- Problem to solve -
Please restate every record below word for word.

Data records:
■ ■ ■ ■ ■ ■ ■

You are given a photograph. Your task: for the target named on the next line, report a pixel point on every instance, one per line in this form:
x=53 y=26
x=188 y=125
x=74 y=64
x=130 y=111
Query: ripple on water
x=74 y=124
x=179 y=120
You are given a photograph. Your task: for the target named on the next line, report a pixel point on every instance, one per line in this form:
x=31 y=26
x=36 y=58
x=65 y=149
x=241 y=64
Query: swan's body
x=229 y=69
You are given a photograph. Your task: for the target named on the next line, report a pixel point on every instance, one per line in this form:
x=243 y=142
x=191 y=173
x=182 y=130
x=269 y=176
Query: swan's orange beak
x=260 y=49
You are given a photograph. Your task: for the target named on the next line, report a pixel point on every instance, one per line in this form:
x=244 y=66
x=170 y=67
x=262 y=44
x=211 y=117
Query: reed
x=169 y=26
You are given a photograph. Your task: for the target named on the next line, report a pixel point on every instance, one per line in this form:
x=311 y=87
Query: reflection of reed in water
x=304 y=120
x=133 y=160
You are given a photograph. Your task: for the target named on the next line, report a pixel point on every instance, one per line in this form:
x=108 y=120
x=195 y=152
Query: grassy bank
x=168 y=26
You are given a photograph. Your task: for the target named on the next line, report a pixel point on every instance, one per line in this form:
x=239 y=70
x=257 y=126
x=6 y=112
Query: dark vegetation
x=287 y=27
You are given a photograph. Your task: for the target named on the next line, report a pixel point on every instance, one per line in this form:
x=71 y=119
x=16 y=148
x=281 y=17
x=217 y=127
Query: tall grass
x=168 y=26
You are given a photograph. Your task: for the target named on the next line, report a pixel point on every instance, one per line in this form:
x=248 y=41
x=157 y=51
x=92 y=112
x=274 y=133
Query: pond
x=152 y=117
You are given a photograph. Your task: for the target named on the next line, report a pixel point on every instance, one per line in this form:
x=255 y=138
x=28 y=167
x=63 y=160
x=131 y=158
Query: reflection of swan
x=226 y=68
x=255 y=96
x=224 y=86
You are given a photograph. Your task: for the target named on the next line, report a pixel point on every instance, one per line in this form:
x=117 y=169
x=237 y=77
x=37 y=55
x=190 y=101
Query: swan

■ ■ ■ ■ ■ ■ ■

- Task solution -
You are given a photograph. Your task: for the target named on the next line, report a pixel point on every instance, one per line in this form:
x=53 y=26
x=188 y=125
x=74 y=64
x=130 y=111
Query: ripple on water
x=74 y=124
x=179 y=120
You are given a photograph. Your task: for the target named on the next line, report a pixel point on every instance, one per line in this form:
x=31 y=26
x=36 y=58
x=65 y=149
x=241 y=64
Query: swan's body
x=229 y=69
You are given a photograph. Your task: for the target named on the next line, report a pixel point on every instance, one per line in this form:
x=243 y=142
x=191 y=173
x=182 y=130
x=269 y=176
Query: swan's orange beak
x=260 y=49
You are given a photograph. Your task: for the target named on the next line, report a pixel point on every instance, one per line in this form:
x=244 y=66
x=170 y=67
x=262 y=44
x=211 y=117
Query: reed
x=169 y=26
You are given a photograph. Your task: for the target named on the next line, report a pixel point on every instance, one per line in this form:
x=311 y=87
Query: reflection of reed in water
x=304 y=120
x=133 y=160
You are given a photograph. Your task: for the target named on the next line, report a pixel point on every instance, one per line in this form:
x=108 y=120
x=195 y=152
Query: grassy bank
x=168 y=26
You are given a photograph. Your task: for the target named on the next line, report a pixel point on every instance, one per line in this form:
x=239 y=70
x=257 y=126
x=6 y=112
Query: dark vegetation
x=287 y=27
You are given a photograph. Your task: for the target named on the next line, report a pixel point on every instance, one per line in this form:
x=71 y=119
x=16 y=148
x=281 y=17
x=217 y=127
Query: tall grass
x=168 y=26
You are given a photograph. Your task: for the target named on the next line, report a pixel point on every instance, one per line in this form:
x=248 y=41
x=157 y=51
x=92 y=112
x=274 y=133
Query: pond
x=152 y=117
You are given a photograph. Your task: for the target named on the next line, report a pixel point on every instance, one per line in this form:
x=255 y=138
x=28 y=167
x=63 y=160
x=131 y=158
Query: reflection of swan
x=226 y=68
x=255 y=96
x=224 y=86
You are given a photograph. Your task: for the target named on the next line, report a pixel point on every instance, one per line in this form:
x=117 y=169
x=237 y=77
x=37 y=55
x=190 y=101
Query: swan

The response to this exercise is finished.